**EXCERPT PROVIDED**
--- --- ---

It comes from Brazil. And here we should remark the exceedingly imperfect state of our knowledge with regard to the species of trees which produce the fancy woods, so extensively used in cabinet work. The attention of botanists who have described the productions of South America and Australasia, from which these fine woods come, has not been directed to this point; and the commercial dealers in these woods have paid no regard to it.-Beef-wood, principally used in forming borders to work, in which the larger woods are employed, is intensely hard and extremely heavy. Its color is a pale red, not so clouded as mahogany. The timber arrives in England in logs of about nine feet long, by thirteen or fourteen inches wide. The tree which produces it is not known in botanical description, but it is a native of New Holland.-Tulip-wood would appear to be the produce of a tree little exceeding the character of a shrub; for it arrives in sticks of about five inches diameter, seldom more than four feet in length. It is very hard, and of a clouded red and yellow color. Its principal use is in bordering, though it is employed in smaller articles, such as caddies and ladies' worktables.-Zebra-wood is the produce of a large tree, and is received in logs of two feet wide. It is a cheap wood, and is employed in large work, as tables. The color is somewhat gaudy, being composed of brown on a white ground, clouded with black, and each strongly contrasted, as its name imports, derived, as it is, from the colors of the zebra.-Coromandelwood is used in large works, like zebra and rose-wood. It is inferior to rosewood in the brilliancy and division of its colors, having a dingy ground, and sometimes running into white streaks. The tree which produces it is of a large size. -Satin-wood is well known for its brilliant yellow color, with delicate glowing shades. It is now not much used in cabinet work. The timber arrives in logs two feet wide, and seven or eight feet long.-Sandal-wood is of a lightbrown color, with brilliant waves of a golden hue, not unlike the finest Honduras mahogany. It is about the same size as satin-wood.-Amboyna-wood is now very much used in cabinet work. It is of various colors, and the shades are generally small. It arrives in logs of two feet wide. -Snake-wood is extremely hard, of a deep-red color, with black shades. It is principally used for bordering and small work.-Hare-wood something resembles

satin-wood in the arrangement of its waves, but its color is different, being of a light-brown ground.-Botany bay oak forms very beautiful furniture. The ground is a uniform brown, with large dark blotches.-Ebony (q. v.) is also much used. Of the several cabinet-makers' woods bearing this name, there are the African cliff ebony, which is black, with a white spot; and the spotted ebony, a very beautiful wood, and extremely hard (more so than the common ebony), of which the ground is black, with brown and yellow spots.-Acker-wood is the produce of a large tree, and is of a cinnamon color.-Canary-wood is of a golden yellow.-Purple-wood, which has been lately introduced, is of a purple color, without veins. This appears to be the produce of a thorn of tropical countries, being only four inches wide. These three woods have been little used in furniture, but have been lately employed in mosaic floors.-Bird's-eye maple (its appearance is described in its name), which has also been so employed, is a narrow and long wood.—Calamander-wood. There is a very beautiful wood of this name growing in the island of Ceylon. The wood is very hard and heavy, and of singularly remarkable variety and admixture of colors. It is very difficult to describe this; nay, impossible to convey to those who have not seen it an idea of the manner in which the shades run into one another. The most prevailing of these is a fine chocolate color, now deepening almost into absolute black, now fading into a medium between fawn and cream colors. In some places, however, the latter tint is placed in more striking, though never quite in sudden, contrast with the richest shades of the brown. The variations are sometimes displayed in clustering mottles, sometimes in the most graceful streaks. There is not, however, any thing in the least gaudy or fantastic in the general result. It certainly arrests the eye, but it is from the rich beauty of the intermingled colors, not from any undue showiness. This wood takes a very high polish. It is wrought into chairs, and particularly into tables, and even large folding-doors have been made of it.-Partridge, leopard and porcupine woods are very rarely used. Their names are derived from a supposed similarity of their colors to those of the animals whose denominations they bear.

--- --- ---

**DATA ENTRIES**
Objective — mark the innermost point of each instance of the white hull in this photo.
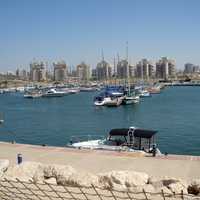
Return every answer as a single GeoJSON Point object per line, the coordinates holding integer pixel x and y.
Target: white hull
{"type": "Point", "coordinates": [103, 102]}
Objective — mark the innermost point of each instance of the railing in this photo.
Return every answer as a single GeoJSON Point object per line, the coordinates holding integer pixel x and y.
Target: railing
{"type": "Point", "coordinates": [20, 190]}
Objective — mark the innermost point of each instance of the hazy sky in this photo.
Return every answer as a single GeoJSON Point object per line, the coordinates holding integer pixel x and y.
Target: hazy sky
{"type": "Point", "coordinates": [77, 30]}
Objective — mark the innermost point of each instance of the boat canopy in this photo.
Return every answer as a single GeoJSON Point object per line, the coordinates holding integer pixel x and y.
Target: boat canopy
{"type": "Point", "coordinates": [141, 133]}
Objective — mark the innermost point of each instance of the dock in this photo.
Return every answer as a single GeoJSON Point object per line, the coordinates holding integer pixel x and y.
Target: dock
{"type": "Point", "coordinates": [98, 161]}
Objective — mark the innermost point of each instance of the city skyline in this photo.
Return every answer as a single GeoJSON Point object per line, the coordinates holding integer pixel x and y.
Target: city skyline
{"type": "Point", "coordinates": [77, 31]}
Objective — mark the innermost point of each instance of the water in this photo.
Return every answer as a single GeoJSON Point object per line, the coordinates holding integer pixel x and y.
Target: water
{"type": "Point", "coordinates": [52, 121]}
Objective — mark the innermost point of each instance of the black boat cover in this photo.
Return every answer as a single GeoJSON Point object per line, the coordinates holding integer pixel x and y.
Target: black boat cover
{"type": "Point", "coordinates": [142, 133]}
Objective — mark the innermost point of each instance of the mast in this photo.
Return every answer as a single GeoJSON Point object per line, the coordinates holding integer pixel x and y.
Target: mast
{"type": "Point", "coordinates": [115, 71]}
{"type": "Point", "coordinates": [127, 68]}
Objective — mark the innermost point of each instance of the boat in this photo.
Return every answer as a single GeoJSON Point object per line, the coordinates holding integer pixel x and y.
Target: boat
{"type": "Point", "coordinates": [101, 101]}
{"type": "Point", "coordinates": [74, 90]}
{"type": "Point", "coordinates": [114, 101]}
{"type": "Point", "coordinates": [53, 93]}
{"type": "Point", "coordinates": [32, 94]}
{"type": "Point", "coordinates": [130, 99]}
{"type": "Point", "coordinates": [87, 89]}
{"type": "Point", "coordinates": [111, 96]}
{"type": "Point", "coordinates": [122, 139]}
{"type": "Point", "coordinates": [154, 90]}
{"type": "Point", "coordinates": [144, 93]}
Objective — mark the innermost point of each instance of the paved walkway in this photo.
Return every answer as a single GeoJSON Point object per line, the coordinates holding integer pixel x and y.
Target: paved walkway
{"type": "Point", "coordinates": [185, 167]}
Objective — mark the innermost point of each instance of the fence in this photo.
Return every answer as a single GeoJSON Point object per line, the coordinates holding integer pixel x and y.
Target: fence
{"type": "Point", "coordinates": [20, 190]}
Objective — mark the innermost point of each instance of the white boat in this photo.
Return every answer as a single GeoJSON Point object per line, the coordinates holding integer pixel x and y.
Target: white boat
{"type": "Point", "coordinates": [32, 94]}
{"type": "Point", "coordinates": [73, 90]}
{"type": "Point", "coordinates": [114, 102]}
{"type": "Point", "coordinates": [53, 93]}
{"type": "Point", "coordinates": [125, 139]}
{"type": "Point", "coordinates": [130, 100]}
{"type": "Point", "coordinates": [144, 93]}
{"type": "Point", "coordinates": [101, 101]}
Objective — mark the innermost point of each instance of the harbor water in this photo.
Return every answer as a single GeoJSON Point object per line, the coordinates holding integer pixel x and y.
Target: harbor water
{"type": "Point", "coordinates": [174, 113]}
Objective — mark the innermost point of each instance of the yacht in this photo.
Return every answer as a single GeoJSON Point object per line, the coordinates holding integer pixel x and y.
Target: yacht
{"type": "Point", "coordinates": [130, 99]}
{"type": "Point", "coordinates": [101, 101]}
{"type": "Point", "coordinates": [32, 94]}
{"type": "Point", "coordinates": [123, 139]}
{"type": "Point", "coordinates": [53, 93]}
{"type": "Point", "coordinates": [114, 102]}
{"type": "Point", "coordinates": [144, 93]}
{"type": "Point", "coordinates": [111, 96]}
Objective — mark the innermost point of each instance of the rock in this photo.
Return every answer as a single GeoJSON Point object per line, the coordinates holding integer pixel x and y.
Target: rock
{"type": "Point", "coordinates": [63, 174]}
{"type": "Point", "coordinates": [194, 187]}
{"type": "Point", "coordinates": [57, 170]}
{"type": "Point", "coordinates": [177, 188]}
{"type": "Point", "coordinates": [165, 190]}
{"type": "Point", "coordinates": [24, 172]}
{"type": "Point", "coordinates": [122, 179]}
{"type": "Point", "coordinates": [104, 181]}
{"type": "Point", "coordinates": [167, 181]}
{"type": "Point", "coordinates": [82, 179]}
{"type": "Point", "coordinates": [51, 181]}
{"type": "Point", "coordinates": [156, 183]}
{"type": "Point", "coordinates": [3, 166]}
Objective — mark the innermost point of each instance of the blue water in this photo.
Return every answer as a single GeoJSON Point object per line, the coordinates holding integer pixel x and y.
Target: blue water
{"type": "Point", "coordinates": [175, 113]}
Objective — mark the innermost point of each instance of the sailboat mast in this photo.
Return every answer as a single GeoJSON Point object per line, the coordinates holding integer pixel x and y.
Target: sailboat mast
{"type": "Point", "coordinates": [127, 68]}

--- --- ---

**INSTRUCTIONS**
1. Answer these from the passage on cabinet woods:
(a) Where is the tree that yields beef-wood native?
(b) In what size of stick does tulip-wood arrive?
(c) What colors make up zebra-wood?
2. Carry the passage on cabinet woods forward from the point where it stops.
The listing has nothing to do with this work.

**ANSWERS PROVIDED**
1.
(a) New Holland.
(b) Sticks of about five inches in diameter, seldom more than four feet long.
(c) Brown on a white ground, clouded with black.

2.
WOOD, Anthony, an eminent English antiquary and biographer, born at Oxford, in 1632, entered of Merton college, Oxford, in 1647. Having graduated M. A., he

set himeslf to transcribe the monumental inscriptions and arms of the parishes of Oxford, and, in 1660, obtained permission to consult the registers and other records of the university in the Schools' Tower. These researches, added to others in the Tower of London and the Cotton library, produced the materials for his History and Antiquities of the University of Oxford. The copy of this work, which he had compiled with greater industry than skill, was purchased of him by the university for 100 pounds. It was written in English; but as it was thought proper that it should appear in Latin for the information of foreigners, it was translated into that language, under the inspection of doctor Fell, and published at the Oxford press, under the title of Historia et Antiquitates Universitatis Oxoniensis (2 vols., folio). Of this version he often complained, as exhibiting various mistakes and omissions. In 1691 appeared his more popular and important work, Athena Oxonienses, or an account, in English, of almost all the writers educated at Oxford, and many of those at the university of Cambridge. A prosecution was soon after instituted against him in the vice-chancellor's court, for an imputation, in this work, affecting the character of the deceased earl of Clarendon; and he was sentenced to expulsion until he should formally recant it. His work affords valuable materials for biography. He died in 1695, and left his books and papers to the university of Oxford. A third edition of his Athena Oxonienses, corrected from the author's manuscripts, and continued, appeared under the superintendence of doctor Bliss (1813 -1817, 3 vols., 4to.).

WOOD, Robert, an accomplished scholar and statesman, was born at Riverstown, in the county of Meath, in 1716. In 1751, he made the tour of Greece, Egypt and Palestine, in company with Bouverie and Dawkins, and, at his return, published a splendid work in folio, entitled the Ruins of Palmyra, otherwise Tadmor in the Desert (fol., 1753), being an account of the ancient and present state of that place, with fifty-seven elegant engravings; republished in Paris in 1819 (4to.). This was followed by a similar Description of the Ruins of Balbec, with forty-six plates (1757). In 1759, he was appointed under secretary of state by the earl of Chatham, at which time he was preparing for the press his Essay on the Life and Writings of Homer, which did not appear until after his death, which took place at Putney, in 1771. This work

has been translated into French, Italian, Spanish and German; the latter by Heyne, with a preliminary essay.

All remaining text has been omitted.